E-Media DPR RI

Skema Renegoisasi Jangan Hanya Selamatkan Whoos, tetapi untuk Perkuat Sistem Perkeretaapian Nasional

Anggota Komisi VI DPR RI Rieke Diah Pitaloka saat mengikuti pertemuan Komisi VI dengan jajaran Direksi BP Danantara, KAI, dan KCIC di Bandung, Provinsi Jawa Barat, Jumat (7/11/2025). Foto: Tasya/vel
Anggota Komisi VI DPR RI Rieke Diah Pitaloka saat mengikuti pertemuan Komisi VI dengan jajaran Direksi BP Danantara, KAI, dan KCIC di Bandung, Provinsi Jawa Barat, Jumat (7/11/2025). Foto: Tasya/vel

 

PARLEMENTARIA, Bandung – Anggota Komisi VI DPR RI Rieke Diah Pitaloka menegaskan bahwa penyelesaian persoalan pembiayaan proyek Kereta Cepat Jakarta–Bandung (Whoosh) jangan hanya berfokus pada penyelamatan proyek semata, tetapi harus diarahkan untuk memperkuat sistem perkeretaapian nasional secara keseluruhan. Menurutnya, langkah Pemerintah mencari solusi terhadap beban keuangan KCIC harus disertai dengan pendekatan yang komprehensif dan mempertimbangkan kondisi BUMN yang terlibat di dalamnya.

Dalam kunjungan spesifik Komisi VI DPR RI ke kantor PT Kereta Cepat Indonesia China (KCIC), Rieke menyampaikan bahwa pihaknya mendukung upaya Pemerintah mencari jalan keluar atas persoalan utang proyek Whoosh. Namun, ia mengingatkan agar perdebatan publik yang bersifat kontraproduktif, seperti narasi “proyek gagal” atau “proyek busuk”, harus segera dihentikan. Rieke menilai, yang dibutuhkan saat ini adalah solusi nyata untuk menata kembali struktur pembiayaan dan memastikan keberlanjutan proyek yang berorientasi pada kepentingan nasional.

“Kami setuju kita harus cari solusi setop perdebatan bahwa ini adalah proyek busuk atau bukan. Setop perdebatan apakah ini investasi sosial atau bukan (kalau) KRL itu investasi sosial. Ini saya kira orientasinya karena proyeknya juga lebih nuansanya bisnis ketika direncanakan,” ujar Rieke usai pertemuan Komisi VI dengan jajaran Direksi BP Danantara, KAI, dan KCIC di Bandung, Provinsi Jawa Barat, Jumat (7/11/2025).

════════════════

SOAL SINGKAT A.
Salin bagian dari berita tentang Whoosh yang dibuka dengan kata-kata "Dalam kunjungan spesifik" dan ditutup dengan "pada kepentingan nasional.".
SOAL SINGKAT B.
Menurut berita tentang Whoosh, mengapa Rieke Diah Pitaloka meminta agar narasi "proyek gagal" atau "proyek busuk" segera dihentikan? Jawablah dalam satu sampai tiga kalimat.
SOAL SINGKAT C.
Jawablah pertanyaan berikut berdasarkan berita tentang Whoosh.
(i) Rieke Diah Pitaloka merupakan anggota komisi DPR RI yang mana?
(ii) Kantor perusahaan apa yang didatangi dalam kunjungan spesifik Komisi VI DPR RI?
(iii) Pada hari dan tanggal berapa pertemuan Komisi VI dengan jajaran Direksi BP Danantara, KAI, dan KCIC berlangsung?

DATA YANG DISEDIAKAN.
════════════════

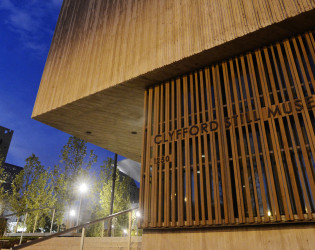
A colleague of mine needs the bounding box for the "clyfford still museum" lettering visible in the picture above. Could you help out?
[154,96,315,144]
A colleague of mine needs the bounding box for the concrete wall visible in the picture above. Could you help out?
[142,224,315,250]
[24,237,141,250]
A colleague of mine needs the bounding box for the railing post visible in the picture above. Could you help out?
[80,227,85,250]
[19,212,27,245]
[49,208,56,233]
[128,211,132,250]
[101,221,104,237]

════════════════

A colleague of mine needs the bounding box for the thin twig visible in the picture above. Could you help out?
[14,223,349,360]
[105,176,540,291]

════════════════

PENYELESAIAN A.
Dalam kunjungan spesifik Komisi VI DPR RI ke kantor PT Kereta Cepat Indonesia China (KCIC), Rieke menyampaikan bahwa pihaknya mendukung upaya Pemerintah mencari jalan keluar atas persoalan utang proyek Whoosh. Namun, ia mengingatkan agar perdebatan publik yang bersifat kontraproduktif, seperti narasi “proyek gagal” atau “proyek busuk”, harus segera dihentikan. Rieke menilai, yang dibutuhkan saat ini adalah solusi nyata untuk menata kembali struktur pembiayaan dan memastikan keberlanjutan proyek yang berorientasi pada kepentingan nasional.

PENYELESAIAN B.
Rieke menilai narasi semacam itu sebagai perdebatan publik yang kontraproduktif. Menurutnya, yang dibutuhkan saat ini adalah solusi nyata untuk menata kembali struktur pembiayaan. Solusi itu juga harus memastikan keberlanjutan proyek yang berorientasi pada kepentingan nasional.

PENYELESAIAN C.
(i) Komisi VI DPR RI.
(ii) Kantor PT Kereta Cepat Indonesia China (KCIC).
(iii) Jumat, 7 November 2025.